=== Section Start ===
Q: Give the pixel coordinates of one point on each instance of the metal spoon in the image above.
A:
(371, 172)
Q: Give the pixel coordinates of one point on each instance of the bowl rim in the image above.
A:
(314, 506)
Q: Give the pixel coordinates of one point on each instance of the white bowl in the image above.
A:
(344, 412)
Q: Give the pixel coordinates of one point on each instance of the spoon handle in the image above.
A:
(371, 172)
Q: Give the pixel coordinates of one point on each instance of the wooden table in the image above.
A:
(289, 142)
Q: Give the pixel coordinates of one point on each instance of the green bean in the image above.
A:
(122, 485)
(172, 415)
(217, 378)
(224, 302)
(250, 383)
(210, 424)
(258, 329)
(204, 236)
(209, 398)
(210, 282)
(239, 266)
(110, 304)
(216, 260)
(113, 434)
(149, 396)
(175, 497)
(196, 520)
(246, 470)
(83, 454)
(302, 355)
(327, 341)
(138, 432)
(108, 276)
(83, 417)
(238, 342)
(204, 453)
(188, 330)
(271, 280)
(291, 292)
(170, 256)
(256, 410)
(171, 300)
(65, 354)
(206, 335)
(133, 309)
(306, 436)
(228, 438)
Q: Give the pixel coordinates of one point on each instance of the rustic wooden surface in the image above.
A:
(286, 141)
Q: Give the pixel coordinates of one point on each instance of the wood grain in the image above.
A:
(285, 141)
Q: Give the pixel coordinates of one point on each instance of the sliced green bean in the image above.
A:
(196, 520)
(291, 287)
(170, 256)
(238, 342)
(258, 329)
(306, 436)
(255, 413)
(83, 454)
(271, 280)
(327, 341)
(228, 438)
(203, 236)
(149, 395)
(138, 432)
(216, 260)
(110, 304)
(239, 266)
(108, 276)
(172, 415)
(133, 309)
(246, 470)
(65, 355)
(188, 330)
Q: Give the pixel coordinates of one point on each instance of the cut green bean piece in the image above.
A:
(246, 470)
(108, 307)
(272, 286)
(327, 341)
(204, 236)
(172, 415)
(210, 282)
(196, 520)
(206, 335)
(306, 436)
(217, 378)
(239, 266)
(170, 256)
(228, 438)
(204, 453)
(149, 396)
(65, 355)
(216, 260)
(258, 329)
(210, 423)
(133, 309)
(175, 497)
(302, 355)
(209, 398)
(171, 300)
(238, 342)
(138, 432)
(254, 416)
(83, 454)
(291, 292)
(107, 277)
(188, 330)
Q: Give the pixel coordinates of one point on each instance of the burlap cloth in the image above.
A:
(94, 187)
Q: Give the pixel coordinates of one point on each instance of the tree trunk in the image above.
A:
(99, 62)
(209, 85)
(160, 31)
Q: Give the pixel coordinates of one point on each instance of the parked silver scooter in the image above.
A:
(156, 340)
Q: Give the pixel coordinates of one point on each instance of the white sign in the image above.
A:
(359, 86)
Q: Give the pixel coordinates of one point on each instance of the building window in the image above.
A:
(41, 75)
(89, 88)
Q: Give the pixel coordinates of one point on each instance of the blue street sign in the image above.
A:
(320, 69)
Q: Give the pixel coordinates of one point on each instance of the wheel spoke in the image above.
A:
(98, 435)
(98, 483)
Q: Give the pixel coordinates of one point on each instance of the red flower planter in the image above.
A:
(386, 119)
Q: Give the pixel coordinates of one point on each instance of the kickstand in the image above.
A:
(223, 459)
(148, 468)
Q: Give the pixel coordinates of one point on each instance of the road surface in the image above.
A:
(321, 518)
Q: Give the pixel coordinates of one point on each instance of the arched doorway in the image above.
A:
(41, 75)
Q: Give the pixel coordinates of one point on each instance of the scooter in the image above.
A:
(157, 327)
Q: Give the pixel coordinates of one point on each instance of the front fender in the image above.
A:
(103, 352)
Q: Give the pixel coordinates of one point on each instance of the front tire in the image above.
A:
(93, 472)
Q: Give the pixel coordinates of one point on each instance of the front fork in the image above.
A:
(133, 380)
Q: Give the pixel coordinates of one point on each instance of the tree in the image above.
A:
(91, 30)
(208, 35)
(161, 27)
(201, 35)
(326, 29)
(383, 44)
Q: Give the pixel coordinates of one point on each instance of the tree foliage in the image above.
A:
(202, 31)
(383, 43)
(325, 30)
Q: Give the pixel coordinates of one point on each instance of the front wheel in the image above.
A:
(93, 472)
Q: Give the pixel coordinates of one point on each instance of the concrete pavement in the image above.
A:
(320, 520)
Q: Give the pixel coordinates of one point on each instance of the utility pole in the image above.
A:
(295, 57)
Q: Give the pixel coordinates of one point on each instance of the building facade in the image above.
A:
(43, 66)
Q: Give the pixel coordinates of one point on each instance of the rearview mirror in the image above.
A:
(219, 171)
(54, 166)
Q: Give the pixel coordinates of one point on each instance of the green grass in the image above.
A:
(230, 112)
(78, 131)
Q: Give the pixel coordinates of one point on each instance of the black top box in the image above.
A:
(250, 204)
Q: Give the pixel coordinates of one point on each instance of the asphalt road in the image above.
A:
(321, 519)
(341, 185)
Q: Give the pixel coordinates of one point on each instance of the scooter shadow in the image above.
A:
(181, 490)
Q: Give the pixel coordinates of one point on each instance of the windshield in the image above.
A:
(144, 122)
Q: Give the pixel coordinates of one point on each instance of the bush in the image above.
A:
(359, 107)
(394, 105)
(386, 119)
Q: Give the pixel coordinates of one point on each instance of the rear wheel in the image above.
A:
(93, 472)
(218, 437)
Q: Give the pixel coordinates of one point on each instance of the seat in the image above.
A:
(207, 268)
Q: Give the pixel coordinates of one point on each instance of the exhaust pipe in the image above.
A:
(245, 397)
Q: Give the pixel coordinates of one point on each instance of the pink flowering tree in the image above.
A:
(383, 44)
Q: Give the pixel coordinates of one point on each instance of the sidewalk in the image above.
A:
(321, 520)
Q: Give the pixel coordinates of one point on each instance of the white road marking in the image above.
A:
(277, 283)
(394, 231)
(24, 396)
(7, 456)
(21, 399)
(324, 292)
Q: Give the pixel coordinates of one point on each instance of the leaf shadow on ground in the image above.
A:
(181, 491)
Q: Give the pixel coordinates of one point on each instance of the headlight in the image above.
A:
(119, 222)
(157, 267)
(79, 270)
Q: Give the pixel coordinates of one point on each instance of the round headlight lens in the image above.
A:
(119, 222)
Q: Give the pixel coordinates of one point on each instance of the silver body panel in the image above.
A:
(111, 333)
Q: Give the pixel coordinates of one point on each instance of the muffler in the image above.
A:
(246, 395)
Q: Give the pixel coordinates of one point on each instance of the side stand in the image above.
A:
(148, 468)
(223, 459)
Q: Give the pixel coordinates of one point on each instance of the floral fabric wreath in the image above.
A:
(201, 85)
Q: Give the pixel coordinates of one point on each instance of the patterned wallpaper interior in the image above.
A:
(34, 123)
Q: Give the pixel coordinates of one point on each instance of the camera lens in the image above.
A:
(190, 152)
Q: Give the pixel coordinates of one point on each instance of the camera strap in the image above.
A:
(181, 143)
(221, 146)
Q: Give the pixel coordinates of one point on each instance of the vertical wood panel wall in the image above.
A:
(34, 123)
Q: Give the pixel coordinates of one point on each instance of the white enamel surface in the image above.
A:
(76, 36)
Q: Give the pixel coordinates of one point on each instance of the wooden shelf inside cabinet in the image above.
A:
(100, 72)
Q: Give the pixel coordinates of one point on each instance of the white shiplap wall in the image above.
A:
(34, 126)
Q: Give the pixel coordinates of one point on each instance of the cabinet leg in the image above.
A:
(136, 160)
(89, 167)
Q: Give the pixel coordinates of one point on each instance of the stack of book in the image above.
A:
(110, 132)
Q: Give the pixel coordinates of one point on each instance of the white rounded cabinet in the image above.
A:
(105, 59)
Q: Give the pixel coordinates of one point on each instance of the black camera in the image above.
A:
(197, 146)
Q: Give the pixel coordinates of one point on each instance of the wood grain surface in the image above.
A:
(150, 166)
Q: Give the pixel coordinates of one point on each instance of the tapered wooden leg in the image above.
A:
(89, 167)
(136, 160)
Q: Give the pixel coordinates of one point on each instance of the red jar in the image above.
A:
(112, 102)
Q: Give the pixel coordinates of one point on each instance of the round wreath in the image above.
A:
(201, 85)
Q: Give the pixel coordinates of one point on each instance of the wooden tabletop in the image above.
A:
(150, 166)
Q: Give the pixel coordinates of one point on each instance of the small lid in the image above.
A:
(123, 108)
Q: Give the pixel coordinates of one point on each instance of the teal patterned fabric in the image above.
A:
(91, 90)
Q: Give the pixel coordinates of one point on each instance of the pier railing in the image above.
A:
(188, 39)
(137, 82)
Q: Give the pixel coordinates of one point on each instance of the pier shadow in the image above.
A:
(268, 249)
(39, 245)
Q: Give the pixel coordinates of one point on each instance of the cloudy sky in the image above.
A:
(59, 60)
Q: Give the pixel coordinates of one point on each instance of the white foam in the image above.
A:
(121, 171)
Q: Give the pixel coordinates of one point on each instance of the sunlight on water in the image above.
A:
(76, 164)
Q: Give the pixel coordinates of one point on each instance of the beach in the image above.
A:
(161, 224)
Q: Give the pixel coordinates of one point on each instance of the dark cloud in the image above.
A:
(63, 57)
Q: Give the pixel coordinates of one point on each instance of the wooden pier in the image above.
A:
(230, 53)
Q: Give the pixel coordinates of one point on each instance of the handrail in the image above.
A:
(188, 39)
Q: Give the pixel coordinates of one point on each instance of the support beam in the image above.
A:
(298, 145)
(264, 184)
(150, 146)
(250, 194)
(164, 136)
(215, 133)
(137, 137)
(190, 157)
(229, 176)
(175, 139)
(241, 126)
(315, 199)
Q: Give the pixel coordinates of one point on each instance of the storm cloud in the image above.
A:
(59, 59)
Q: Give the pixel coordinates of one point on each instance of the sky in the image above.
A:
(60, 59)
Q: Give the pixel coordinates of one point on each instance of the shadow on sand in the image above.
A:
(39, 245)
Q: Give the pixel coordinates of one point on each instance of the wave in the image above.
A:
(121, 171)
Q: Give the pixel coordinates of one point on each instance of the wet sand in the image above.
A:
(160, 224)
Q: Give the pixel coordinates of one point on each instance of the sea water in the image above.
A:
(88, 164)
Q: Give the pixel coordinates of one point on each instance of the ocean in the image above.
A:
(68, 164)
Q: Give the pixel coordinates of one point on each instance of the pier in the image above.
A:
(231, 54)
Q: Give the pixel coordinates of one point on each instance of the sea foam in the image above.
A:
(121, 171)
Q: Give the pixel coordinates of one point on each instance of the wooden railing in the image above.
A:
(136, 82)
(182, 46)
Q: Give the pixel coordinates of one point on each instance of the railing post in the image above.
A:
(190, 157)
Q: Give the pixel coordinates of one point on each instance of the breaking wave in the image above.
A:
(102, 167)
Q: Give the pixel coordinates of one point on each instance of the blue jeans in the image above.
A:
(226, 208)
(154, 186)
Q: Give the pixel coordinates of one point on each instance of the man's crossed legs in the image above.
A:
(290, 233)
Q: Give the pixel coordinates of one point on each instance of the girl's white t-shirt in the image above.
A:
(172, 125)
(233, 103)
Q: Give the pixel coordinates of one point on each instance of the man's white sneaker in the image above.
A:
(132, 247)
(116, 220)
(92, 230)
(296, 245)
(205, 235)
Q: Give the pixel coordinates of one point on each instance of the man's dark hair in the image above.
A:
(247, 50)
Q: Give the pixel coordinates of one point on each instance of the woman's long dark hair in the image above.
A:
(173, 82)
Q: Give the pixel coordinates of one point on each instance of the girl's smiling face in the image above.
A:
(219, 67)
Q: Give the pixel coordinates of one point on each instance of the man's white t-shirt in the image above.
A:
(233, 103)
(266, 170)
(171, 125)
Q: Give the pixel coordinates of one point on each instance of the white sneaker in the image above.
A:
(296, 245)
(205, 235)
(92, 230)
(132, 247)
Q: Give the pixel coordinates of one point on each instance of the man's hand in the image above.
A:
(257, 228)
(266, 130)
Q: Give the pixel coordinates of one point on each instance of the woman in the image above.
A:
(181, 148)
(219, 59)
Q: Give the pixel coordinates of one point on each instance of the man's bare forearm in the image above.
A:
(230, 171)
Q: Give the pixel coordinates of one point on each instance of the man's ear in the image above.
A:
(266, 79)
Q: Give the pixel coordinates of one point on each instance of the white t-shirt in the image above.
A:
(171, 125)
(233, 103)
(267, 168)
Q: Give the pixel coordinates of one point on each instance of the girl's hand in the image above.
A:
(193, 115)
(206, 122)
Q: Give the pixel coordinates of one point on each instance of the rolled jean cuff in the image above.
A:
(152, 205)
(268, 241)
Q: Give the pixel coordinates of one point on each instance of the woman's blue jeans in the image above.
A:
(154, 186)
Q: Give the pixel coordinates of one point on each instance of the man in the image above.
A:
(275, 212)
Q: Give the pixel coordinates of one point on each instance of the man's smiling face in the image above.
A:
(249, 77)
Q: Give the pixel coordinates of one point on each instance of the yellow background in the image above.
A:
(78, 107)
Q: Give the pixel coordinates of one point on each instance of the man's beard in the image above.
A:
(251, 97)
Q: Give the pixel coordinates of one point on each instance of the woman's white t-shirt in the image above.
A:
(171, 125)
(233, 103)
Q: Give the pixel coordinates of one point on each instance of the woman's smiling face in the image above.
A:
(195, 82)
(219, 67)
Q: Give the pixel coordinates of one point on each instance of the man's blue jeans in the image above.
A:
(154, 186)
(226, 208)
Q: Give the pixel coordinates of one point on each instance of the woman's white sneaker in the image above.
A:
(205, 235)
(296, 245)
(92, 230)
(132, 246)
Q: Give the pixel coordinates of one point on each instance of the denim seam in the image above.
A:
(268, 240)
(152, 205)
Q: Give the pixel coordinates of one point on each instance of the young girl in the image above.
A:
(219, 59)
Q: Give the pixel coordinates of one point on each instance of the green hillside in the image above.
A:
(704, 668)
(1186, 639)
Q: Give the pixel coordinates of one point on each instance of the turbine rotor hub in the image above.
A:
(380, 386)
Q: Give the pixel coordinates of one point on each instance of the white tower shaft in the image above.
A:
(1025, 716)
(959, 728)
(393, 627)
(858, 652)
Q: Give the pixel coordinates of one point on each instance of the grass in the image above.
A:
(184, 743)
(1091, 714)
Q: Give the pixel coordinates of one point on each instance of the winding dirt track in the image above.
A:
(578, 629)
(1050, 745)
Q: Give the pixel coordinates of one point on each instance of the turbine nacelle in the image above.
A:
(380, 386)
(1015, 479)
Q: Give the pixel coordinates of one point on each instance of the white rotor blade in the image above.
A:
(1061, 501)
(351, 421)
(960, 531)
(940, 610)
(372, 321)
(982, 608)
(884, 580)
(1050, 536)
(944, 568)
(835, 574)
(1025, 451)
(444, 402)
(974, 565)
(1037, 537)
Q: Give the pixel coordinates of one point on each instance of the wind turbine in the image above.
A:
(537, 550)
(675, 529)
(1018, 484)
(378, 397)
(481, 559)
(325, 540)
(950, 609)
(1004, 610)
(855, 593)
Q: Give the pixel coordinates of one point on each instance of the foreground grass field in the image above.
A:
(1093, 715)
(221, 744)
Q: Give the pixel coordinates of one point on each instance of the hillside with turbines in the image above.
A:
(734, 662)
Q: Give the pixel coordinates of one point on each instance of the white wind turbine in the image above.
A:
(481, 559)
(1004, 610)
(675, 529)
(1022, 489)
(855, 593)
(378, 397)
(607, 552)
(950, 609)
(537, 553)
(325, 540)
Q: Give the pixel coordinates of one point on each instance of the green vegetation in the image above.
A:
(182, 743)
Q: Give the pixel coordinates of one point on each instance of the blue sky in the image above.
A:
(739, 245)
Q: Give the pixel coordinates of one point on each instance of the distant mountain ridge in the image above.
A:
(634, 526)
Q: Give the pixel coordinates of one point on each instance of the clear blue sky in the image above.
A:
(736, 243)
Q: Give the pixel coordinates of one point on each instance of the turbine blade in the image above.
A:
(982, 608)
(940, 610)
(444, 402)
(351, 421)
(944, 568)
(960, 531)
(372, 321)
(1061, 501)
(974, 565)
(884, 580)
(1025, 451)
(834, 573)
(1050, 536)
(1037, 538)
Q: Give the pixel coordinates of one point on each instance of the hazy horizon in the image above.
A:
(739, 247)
=== Section End ===
▸ What is being asked
Return exactly the leading lines of the listing, stopping after the line in which "sliced green bean in the image above." occurs.

▸ Response below
Q: Give the pixel coordinates of one point on each instance of the metal spoon in the image above.
A:
(371, 172)
Q: Give the pixel coordinates of one point on each instance of the bowl rim in the image above.
A:
(314, 506)
Q: Give the pixel coordinates of one point on each instance of the white bowl in the image above.
A:
(344, 412)
Q: Give the pixel coordinates of one point on each instance of the spoon handle in the image above.
A:
(371, 172)
Q: Give the pixel coordinates of one point on each instance of the wooden table in the image above.
A:
(289, 142)
Q: Give the pixel coordinates of one point on each instance of the green bean in the image above.
A:
(122, 485)
(172, 415)
(217, 378)
(224, 302)
(250, 383)
(210, 424)
(258, 329)
(204, 236)
(209, 398)
(210, 282)
(239, 266)
(110, 304)
(216, 260)
(113, 434)
(149, 396)
(175, 497)
(196, 520)
(246, 470)
(83, 454)
(302, 355)
(327, 341)
(138, 432)
(108, 276)
(83, 417)
(238, 342)
(204, 453)
(188, 330)
(271, 280)
(291, 292)
(170, 256)
(256, 410)
(171, 300)
(65, 354)
(206, 335)
(133, 309)
(306, 436)
(228, 438)
Q: Give the pixel coordinates of one point on each instance of the rustic wooden surface in the image above.
A:
(286, 141)
Q: Give the pixel coordinates of one point on each instance of the wood grain in the image above.
A:
(285, 141)
Q: Give the pixel coordinates of one point on each instance of the sliced green bean in the image above.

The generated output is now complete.